Recorded information »
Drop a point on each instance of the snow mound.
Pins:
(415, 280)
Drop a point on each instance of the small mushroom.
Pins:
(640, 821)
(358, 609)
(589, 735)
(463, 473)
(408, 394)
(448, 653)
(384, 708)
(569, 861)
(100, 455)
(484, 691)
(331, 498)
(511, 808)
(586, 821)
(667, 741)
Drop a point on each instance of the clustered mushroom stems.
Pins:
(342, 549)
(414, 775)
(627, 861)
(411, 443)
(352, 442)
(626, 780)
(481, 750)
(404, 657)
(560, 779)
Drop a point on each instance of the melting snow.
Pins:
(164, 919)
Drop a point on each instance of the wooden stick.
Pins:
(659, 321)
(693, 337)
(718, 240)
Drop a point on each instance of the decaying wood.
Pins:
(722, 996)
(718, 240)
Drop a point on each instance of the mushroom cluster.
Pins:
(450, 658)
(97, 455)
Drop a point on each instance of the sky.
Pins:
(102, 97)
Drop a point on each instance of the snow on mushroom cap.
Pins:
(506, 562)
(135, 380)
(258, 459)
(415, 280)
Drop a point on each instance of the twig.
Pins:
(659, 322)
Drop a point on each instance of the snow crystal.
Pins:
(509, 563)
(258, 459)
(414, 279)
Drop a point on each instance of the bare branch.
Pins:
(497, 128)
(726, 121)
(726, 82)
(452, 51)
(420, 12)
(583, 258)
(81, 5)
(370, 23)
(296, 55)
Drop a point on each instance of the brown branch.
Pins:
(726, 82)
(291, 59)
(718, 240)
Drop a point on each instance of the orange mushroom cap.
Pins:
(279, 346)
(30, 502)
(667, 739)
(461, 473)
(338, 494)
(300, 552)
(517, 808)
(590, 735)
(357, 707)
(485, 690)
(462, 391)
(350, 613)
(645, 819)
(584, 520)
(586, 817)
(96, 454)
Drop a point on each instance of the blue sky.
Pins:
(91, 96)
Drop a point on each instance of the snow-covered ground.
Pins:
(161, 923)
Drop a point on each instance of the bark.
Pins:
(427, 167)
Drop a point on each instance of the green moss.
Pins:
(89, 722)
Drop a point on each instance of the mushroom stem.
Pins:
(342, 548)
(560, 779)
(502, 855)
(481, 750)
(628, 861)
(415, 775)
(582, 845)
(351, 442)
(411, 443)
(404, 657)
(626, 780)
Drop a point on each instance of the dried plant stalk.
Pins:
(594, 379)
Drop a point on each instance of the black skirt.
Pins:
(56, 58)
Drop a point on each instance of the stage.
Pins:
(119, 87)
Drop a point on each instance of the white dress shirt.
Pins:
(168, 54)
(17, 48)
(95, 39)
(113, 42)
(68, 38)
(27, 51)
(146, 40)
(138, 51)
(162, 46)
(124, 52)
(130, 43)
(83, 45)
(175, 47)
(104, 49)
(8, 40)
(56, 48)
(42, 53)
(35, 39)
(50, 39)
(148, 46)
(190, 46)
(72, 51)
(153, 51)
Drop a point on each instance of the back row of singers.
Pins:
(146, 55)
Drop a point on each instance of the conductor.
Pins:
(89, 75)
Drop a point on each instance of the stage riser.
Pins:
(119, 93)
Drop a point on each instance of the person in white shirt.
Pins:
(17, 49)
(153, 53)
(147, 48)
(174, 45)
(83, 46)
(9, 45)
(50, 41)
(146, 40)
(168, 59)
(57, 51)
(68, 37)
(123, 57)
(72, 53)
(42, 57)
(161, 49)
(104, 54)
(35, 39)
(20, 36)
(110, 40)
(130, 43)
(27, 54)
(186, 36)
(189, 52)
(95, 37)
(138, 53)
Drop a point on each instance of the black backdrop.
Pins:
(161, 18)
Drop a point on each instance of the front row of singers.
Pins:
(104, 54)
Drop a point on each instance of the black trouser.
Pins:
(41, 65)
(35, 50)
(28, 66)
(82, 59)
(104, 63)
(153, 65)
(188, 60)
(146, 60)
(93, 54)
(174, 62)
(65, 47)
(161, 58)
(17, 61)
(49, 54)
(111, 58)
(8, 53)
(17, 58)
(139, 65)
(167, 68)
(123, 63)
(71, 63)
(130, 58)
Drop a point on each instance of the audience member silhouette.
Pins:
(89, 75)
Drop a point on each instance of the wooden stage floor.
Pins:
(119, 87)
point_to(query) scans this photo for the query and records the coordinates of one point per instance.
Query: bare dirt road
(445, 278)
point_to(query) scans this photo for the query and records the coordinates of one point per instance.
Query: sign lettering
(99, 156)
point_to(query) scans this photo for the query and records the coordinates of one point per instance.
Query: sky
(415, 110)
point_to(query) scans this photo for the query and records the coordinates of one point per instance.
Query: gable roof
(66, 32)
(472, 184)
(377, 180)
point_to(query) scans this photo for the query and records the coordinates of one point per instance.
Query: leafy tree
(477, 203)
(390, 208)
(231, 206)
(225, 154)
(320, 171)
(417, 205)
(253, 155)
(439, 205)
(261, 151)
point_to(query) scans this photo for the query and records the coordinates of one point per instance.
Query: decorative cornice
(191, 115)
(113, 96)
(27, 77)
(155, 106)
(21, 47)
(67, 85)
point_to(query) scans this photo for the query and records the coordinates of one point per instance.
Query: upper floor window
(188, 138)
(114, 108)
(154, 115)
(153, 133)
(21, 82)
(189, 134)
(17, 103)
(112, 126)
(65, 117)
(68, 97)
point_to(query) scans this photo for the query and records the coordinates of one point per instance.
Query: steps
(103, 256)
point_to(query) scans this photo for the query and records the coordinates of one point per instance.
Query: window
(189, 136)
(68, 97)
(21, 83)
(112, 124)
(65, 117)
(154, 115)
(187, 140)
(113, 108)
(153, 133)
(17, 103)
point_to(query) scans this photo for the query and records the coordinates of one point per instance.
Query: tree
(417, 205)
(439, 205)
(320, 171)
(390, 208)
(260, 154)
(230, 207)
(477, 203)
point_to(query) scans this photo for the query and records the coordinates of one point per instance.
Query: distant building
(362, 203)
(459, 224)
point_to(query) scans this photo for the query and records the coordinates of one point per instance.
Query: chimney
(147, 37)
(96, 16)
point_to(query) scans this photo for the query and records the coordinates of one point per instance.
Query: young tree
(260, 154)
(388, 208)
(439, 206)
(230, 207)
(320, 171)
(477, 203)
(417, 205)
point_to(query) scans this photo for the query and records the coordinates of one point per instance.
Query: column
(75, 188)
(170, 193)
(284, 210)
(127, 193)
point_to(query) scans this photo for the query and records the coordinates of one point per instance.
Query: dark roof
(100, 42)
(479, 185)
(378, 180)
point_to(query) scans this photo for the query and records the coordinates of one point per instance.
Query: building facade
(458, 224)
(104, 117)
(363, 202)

Task statement »
Copy the material above, keeping every line exactly as it stands.

Reply to the exercise »
Drop a point on each instance of the snow mound.
Pins:
(415, 280)
Drop a point on each instance of the small mushroom.
Pins:
(640, 821)
(358, 609)
(589, 735)
(463, 473)
(408, 394)
(448, 653)
(384, 708)
(569, 861)
(100, 455)
(484, 691)
(331, 498)
(511, 808)
(586, 821)
(667, 741)
Drop a point on each instance of the clustered mushroom stems.
Pins:
(342, 549)
(414, 775)
(627, 861)
(411, 443)
(352, 442)
(626, 780)
(481, 750)
(404, 657)
(560, 779)
Drop a point on each instance of the melting snow.
Pins:
(164, 919)
Drop a point on each instance of the wooden stick.
Pins:
(659, 321)
(693, 337)
(718, 240)
Drop a point on each instance of the decaying wood.
Pins:
(722, 996)
(718, 240)
Drop a point on each instance of the mushroom cluster.
Pins:
(450, 658)
(97, 455)
Drop a point on each instance of the sky.
Pins:
(102, 97)
Drop a point on each instance of the snow on mushroom cap.
Pins:
(506, 562)
(135, 380)
(258, 459)
(415, 280)
Drop a point on each instance of the twig.
Pins:
(659, 322)
Drop a point on each instance of the snow crystal.
Pins:
(509, 563)
(258, 459)
(414, 279)
Drop a point on each instance of the bare branch.
Pins:
(497, 128)
(726, 121)
(726, 82)
(452, 51)
(420, 12)
(583, 258)
(81, 5)
(370, 23)
(296, 55)
Drop a point on each instance of the brown branch.
Pins:
(726, 82)
(291, 59)
(718, 240)
Drop a point on each instance of the orange mushroom cap.
Pins:
(279, 346)
(30, 502)
(667, 739)
(461, 473)
(338, 494)
(300, 552)
(517, 808)
(590, 735)
(357, 707)
(485, 690)
(462, 391)
(350, 613)
(645, 819)
(584, 520)
(586, 817)
(96, 454)
Drop a point on each instance of the blue sky.
Pins:
(91, 96)
Drop a point on each instance of the snow-covered ground.
Pins:
(161, 923)
Drop a point on each instance of the bark.
Pins:
(427, 167)
Drop a point on each instance of the green moss.
Pins:
(89, 722)
Drop a point on each instance of the mushroom stem.
Pins:
(342, 548)
(560, 779)
(502, 855)
(481, 750)
(628, 861)
(415, 775)
(582, 845)
(351, 442)
(411, 443)
(404, 657)
(626, 780)
Drop a point on each instance of the dried plant stalk.
Pins:
(594, 379)
Drop a point on each instance of the black skirt.
Pins:
(56, 58)
Drop a point on each instance of the stage.
Pins:
(119, 87)
Drop a point on each instance of the white dress shirt.
Pins:
(168, 54)
(17, 48)
(95, 39)
(113, 42)
(68, 38)
(27, 51)
(146, 40)
(138, 51)
(162, 46)
(124, 52)
(130, 43)
(83, 45)
(175, 47)
(104, 49)
(8, 40)
(56, 48)
(42, 53)
(35, 39)
(50, 39)
(148, 46)
(190, 46)
(72, 51)
(153, 51)
Drop a point on each instance of the back row of singers.
Pins:
(146, 55)
Drop a point on each instance of the conductor.
Pins:
(89, 75)
Drop a point on each instance of the stage riser.
Pins:
(119, 93)
Drop a point on each instance of the person in white shirt.
Pins:
(17, 49)
(153, 53)
(147, 48)
(174, 45)
(83, 46)
(9, 45)
(50, 41)
(146, 40)
(168, 59)
(57, 51)
(68, 37)
(123, 57)
(72, 53)
(42, 57)
(161, 49)
(104, 54)
(35, 39)
(20, 36)
(110, 40)
(130, 43)
(27, 54)
(186, 36)
(189, 52)
(95, 37)
(138, 53)
Drop a point on each instance of the black backdrop.
Pins:
(161, 18)
Drop a point on each instance of the front row of singers.
Pins:
(104, 54)
Drop a point on each instance of the black trouser.
Pins:
(41, 65)
(35, 50)
(28, 66)
(82, 59)
(104, 63)
(153, 65)
(188, 60)
(146, 60)
(93, 54)
(174, 62)
(65, 47)
(161, 58)
(17, 61)
(49, 54)
(111, 58)
(8, 53)
(17, 58)
(139, 65)
(167, 68)
(123, 63)
(71, 63)
(130, 58)
Drop a point on each instance of the audience member silhouette.
Pins:
(89, 75)
Drop a point on each instance of the wooden stage floor.
Pins:
(119, 87)
point_to(query) scans this photo for the query and records the coordinates of one point per instance.
Query: bare dirt road
(445, 278)
point_to(query) scans this photo for the query and records the coordinates of one point per instance.
Query: sign lettering
(99, 156)
point_to(query) scans this photo for the query and records the coordinates of one point per instance.
Query: sky
(415, 110)
point_to(query) scans this photo for the query and records the coordinates of one point per instance.
Query: gable roof
(66, 32)
(472, 184)
(377, 180)
point_to(query) scans this photo for the query and records the coordinates of one point per instance.
Query: leafy tree
(477, 203)
(390, 208)
(231, 206)
(225, 154)
(320, 171)
(417, 205)
(253, 155)
(439, 205)
(261, 151)
point_to(query) scans this photo for the query and records the coordinates of one point per instance.
Query: decorative cornice
(191, 115)
(113, 96)
(27, 77)
(155, 106)
(21, 47)
(67, 85)
point_to(query) scans this photo for the query and records the coordinates of one point per instance.
Query: upper floor window
(188, 138)
(114, 108)
(154, 115)
(153, 133)
(21, 82)
(189, 134)
(17, 103)
(112, 126)
(65, 117)
(68, 97)
point_to(query) scans this photo for the query and records the coordinates of one point per instance.
Query: steps
(103, 256)
point_to(query) scans this photo for the query and records the coordinates of one point per instance.
Query: window
(189, 136)
(68, 97)
(21, 83)
(112, 124)
(65, 117)
(154, 115)
(187, 140)
(113, 108)
(153, 133)
(17, 103)
point_to(query) scans this photo for the query and records the coordinates of one point per instance.
Query: tree
(417, 205)
(439, 205)
(320, 171)
(390, 208)
(260, 154)
(230, 207)
(477, 203)
point_to(query) scans this photo for the query and records the coordinates of one point per instance.
Query: distant building
(362, 203)
(459, 224)
point_to(query) scans this photo for the query and records the coordinates of one point per instance.
Query: chimney
(147, 37)
(96, 16)
point_to(query) scans this photo for the query and records the coordinates of one point per instance.
Query: young tree
(260, 154)
(388, 208)
(439, 206)
(230, 207)
(320, 171)
(477, 203)
(417, 205)
point_to(query) scans this photo for the query and records the coordinates of one point per instance.
Query: column
(75, 188)
(170, 193)
(284, 210)
(127, 193)
point_to(query) scans this photo for the query and records the coordinates of one point per instance.
Query: dark roof
(100, 42)
(479, 185)
(378, 180)
point_to(query) scans this photo for the query and records the coordinates of one point per instance.
Query: building facade
(458, 224)
(104, 117)
(363, 202)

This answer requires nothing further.